(Dataset items)
Content starts

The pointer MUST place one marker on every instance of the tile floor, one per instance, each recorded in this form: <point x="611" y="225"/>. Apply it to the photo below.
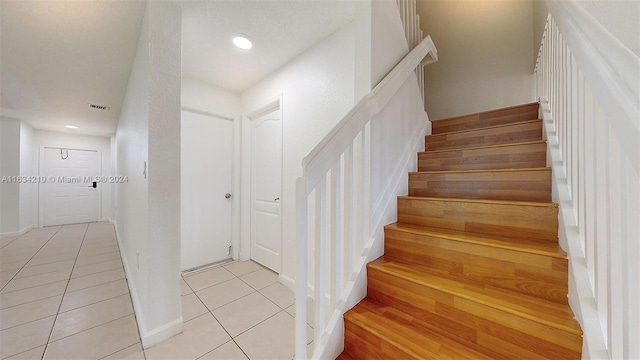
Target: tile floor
<point x="64" y="295"/>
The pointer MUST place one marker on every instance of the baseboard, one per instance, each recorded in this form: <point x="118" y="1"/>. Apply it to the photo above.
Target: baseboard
<point x="581" y="297"/>
<point x="19" y="232"/>
<point x="384" y="211"/>
<point x="152" y="337"/>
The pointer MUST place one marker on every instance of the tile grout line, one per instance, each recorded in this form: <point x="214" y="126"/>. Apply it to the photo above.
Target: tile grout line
<point x="65" y="291"/>
<point x="31" y="258"/>
<point x="11" y="242"/>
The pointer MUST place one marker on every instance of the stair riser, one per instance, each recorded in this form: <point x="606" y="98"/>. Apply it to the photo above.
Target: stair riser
<point x="516" y="133"/>
<point x="531" y="274"/>
<point x="502" y="157"/>
<point x="497" y="117"/>
<point x="361" y="344"/>
<point x="519" y="221"/>
<point x="481" y="322"/>
<point x="522" y="185"/>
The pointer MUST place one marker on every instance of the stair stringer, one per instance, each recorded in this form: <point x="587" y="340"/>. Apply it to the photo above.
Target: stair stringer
<point x="384" y="210"/>
<point x="581" y="298"/>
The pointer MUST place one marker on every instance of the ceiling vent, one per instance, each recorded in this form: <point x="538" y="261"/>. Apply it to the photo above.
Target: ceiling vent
<point x="99" y="107"/>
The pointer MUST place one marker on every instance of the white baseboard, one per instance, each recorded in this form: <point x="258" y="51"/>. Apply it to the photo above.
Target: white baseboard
<point x="19" y="232"/>
<point x="151" y="337"/>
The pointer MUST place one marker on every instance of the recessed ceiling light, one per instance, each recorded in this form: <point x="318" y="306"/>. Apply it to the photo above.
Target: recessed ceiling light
<point x="242" y="42"/>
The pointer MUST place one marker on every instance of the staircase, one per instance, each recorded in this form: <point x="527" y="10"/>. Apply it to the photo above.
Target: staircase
<point x="472" y="269"/>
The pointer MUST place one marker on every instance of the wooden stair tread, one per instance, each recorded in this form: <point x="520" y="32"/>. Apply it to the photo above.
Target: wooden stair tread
<point x="408" y="334"/>
<point x="545" y="312"/>
<point x="483" y="201"/>
<point x="491" y="117"/>
<point x="487" y="127"/>
<point x="474" y="147"/>
<point x="502" y="242"/>
<point x="478" y="171"/>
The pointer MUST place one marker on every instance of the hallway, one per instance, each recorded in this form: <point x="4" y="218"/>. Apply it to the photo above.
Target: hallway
<point x="64" y="290"/>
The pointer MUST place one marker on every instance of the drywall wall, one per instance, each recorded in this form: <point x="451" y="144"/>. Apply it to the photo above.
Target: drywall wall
<point x="148" y="152"/>
<point x="9" y="166"/>
<point x="485" y="55"/>
<point x="28" y="190"/>
<point x="620" y="17"/>
<point x="46" y="138"/>
<point x="317" y="90"/>
<point x="199" y="95"/>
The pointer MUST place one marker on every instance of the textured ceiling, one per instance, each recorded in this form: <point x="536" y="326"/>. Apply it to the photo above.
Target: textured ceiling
<point x="58" y="56"/>
<point x="280" y="30"/>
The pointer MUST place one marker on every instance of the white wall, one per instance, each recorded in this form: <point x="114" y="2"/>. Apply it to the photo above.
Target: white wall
<point x="9" y="166"/>
<point x="148" y="207"/>
<point x="28" y="191"/>
<point x="620" y="17"/>
<point x="317" y="90"/>
<point x="46" y="138"/>
<point x="485" y="55"/>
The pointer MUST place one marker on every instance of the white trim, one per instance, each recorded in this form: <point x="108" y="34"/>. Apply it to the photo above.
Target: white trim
<point x="19" y="232"/>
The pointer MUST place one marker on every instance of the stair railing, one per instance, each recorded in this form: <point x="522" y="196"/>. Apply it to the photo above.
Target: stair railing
<point x="334" y="188"/>
<point x="414" y="35"/>
<point x="589" y="88"/>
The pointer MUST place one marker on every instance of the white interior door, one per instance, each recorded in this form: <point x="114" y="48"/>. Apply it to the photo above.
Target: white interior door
<point x="266" y="188"/>
<point x="206" y="177"/>
<point x="68" y="196"/>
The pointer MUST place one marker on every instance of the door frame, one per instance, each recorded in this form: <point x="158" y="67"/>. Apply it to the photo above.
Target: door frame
<point x="236" y="175"/>
<point x="41" y="173"/>
<point x="275" y="103"/>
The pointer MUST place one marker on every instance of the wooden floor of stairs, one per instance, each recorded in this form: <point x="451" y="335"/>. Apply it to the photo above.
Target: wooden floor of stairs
<point x="472" y="269"/>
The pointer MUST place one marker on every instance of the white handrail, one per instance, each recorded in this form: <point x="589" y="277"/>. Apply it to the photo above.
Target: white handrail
<point x="610" y="67"/>
<point x="589" y="89"/>
<point x="338" y="170"/>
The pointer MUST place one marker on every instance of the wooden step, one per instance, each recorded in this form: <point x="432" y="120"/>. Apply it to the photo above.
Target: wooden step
<point x="517" y="219"/>
<point x="501" y="184"/>
<point x="487" y="118"/>
<point x="491" y="135"/>
<point x="530" y="267"/>
<point x="503" y="156"/>
<point x="376" y="331"/>
<point x="515" y="325"/>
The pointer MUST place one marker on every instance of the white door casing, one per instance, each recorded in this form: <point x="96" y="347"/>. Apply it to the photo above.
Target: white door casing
<point x="266" y="188"/>
<point x="206" y="177"/>
<point x="67" y="197"/>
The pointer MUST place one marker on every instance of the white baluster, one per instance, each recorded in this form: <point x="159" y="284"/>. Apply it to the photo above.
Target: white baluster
<point x="335" y="234"/>
<point x="614" y="239"/>
<point x="349" y="212"/>
<point x="302" y="252"/>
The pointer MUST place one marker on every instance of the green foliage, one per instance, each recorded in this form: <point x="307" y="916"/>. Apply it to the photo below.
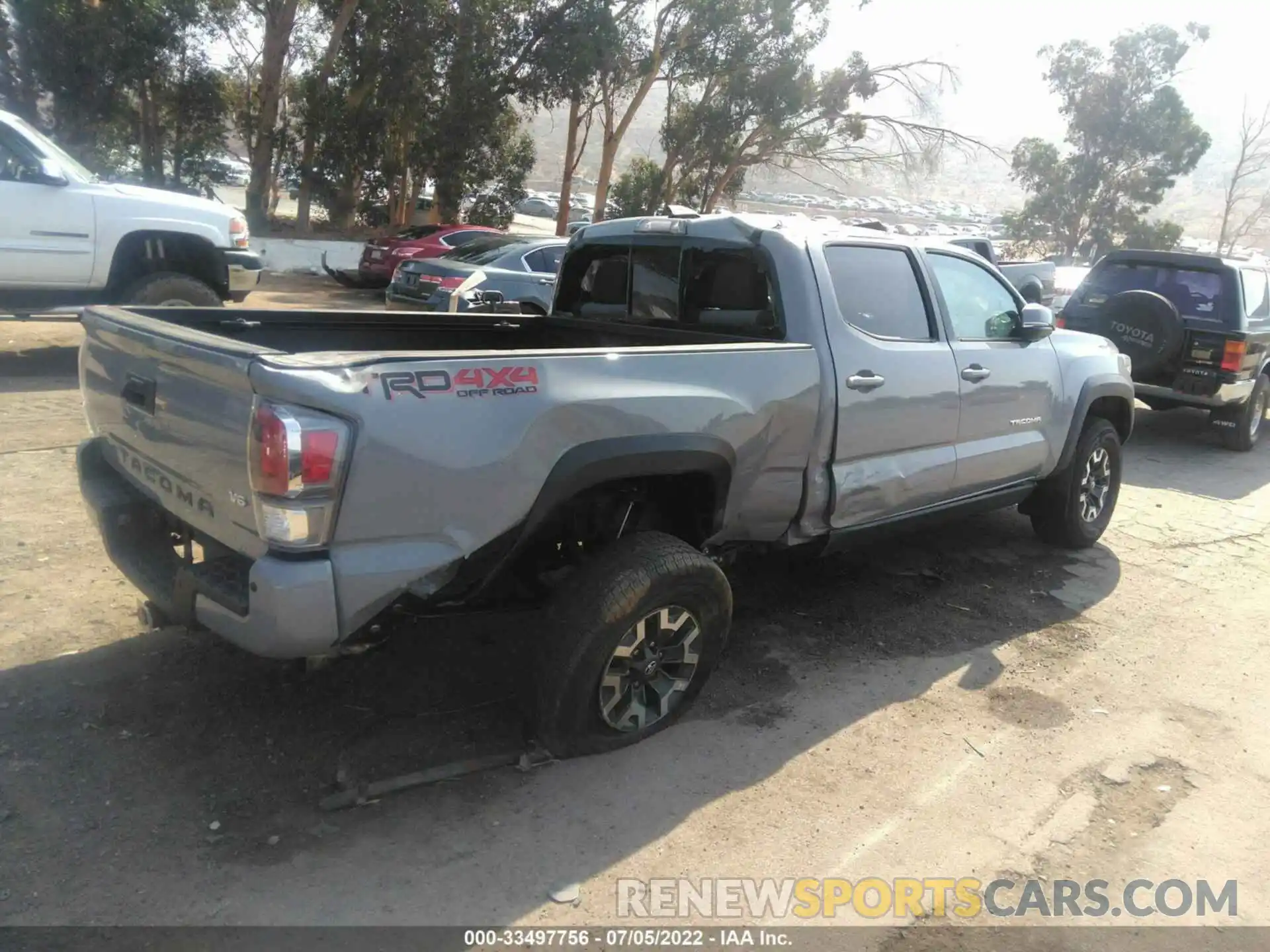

Content ends

> _Task details_:
Leaving the pictures out, copy exactly the lines from the line that contains "the white door" to the last line of the data, both ends included.

> _Response_:
The pointer MUST place one marker on every instance of the white door casing, one per instance, each recorded in this form: <point x="96" y="347"/>. Apply it to the photo above.
Target: white door casing
<point x="266" y="188"/>
<point x="206" y="177"/>
<point x="67" y="197"/>
The pointer MUST place one marker on every instance of the white baluster, one per instance, each recorded in this form: <point x="159" y="284"/>. Apply it to the photo above.
Target: white baluster
<point x="335" y="234"/>
<point x="614" y="239"/>
<point x="349" y="212"/>
<point x="302" y="252"/>
The pointer MUST place one marker on every instance of the green foliage, one per instance, each recorded in this form: <point x="307" y="916"/>. Apply it to the photo below.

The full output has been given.